Task:
Below are entries; tally how many lines hold the string "dark" and answer with only that figure.

Referring expression grounding data
Segment Open
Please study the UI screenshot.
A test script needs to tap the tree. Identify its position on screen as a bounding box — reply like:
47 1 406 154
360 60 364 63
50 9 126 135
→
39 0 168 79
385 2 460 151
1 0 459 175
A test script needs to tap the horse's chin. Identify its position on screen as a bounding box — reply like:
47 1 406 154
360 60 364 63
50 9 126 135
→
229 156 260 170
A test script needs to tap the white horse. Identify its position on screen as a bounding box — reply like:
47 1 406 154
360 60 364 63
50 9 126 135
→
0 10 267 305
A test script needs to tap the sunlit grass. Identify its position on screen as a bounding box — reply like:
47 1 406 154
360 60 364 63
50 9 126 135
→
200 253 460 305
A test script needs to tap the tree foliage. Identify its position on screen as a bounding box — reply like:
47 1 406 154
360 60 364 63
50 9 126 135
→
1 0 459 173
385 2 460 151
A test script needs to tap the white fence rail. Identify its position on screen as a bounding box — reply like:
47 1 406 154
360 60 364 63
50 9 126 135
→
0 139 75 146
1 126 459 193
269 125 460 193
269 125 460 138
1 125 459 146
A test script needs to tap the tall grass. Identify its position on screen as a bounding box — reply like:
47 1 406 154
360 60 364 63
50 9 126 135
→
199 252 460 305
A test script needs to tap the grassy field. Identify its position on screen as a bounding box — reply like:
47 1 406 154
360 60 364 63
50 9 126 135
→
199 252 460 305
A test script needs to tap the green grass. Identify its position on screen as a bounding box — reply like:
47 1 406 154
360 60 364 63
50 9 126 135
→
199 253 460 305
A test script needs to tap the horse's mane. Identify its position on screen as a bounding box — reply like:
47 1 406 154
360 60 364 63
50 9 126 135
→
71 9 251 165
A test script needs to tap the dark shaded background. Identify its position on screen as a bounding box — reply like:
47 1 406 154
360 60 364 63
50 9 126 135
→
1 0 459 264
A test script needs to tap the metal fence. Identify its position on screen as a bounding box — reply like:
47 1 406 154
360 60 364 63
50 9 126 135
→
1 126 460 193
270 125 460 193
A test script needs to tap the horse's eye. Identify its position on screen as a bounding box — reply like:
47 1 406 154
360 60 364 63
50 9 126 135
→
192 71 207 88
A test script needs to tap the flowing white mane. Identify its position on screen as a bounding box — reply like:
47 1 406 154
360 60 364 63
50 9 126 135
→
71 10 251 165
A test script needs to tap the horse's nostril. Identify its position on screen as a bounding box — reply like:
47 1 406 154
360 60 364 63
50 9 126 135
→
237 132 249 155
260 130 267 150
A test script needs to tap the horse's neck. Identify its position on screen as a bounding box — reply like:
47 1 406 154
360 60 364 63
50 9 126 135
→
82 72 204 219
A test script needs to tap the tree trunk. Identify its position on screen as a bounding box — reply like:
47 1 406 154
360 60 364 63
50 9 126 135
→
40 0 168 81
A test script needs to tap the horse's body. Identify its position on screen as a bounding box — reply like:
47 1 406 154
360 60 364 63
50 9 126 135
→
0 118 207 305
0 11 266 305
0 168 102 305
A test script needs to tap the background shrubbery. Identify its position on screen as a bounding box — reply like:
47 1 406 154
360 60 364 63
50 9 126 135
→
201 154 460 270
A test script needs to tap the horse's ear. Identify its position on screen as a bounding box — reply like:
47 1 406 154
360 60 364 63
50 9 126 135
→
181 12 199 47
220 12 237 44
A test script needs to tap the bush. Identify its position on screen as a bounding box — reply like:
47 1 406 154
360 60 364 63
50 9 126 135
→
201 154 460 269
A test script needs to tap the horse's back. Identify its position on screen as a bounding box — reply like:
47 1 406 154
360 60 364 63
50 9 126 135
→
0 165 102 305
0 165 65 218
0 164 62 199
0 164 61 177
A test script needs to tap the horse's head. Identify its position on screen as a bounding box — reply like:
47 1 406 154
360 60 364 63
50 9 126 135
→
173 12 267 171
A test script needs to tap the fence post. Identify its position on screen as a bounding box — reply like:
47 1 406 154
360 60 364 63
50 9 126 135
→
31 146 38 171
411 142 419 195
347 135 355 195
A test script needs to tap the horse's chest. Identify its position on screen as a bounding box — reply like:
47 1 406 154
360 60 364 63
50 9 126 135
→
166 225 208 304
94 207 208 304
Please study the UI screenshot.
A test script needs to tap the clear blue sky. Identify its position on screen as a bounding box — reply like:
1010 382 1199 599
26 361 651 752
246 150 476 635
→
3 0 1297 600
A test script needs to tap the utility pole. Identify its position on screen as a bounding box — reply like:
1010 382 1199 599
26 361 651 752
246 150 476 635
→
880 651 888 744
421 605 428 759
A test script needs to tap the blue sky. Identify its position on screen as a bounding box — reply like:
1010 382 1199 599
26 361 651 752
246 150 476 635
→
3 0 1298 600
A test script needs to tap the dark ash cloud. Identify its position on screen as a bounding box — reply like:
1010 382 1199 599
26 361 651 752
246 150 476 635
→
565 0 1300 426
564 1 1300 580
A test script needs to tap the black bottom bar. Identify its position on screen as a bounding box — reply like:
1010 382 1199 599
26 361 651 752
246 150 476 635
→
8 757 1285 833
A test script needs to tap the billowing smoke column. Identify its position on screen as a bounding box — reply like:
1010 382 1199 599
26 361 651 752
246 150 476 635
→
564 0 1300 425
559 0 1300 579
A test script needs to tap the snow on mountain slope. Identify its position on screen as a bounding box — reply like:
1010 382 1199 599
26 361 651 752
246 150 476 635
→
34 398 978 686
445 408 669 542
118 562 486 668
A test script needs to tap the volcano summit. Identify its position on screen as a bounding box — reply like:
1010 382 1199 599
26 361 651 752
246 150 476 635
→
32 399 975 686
Segment Closed
Answer box:
2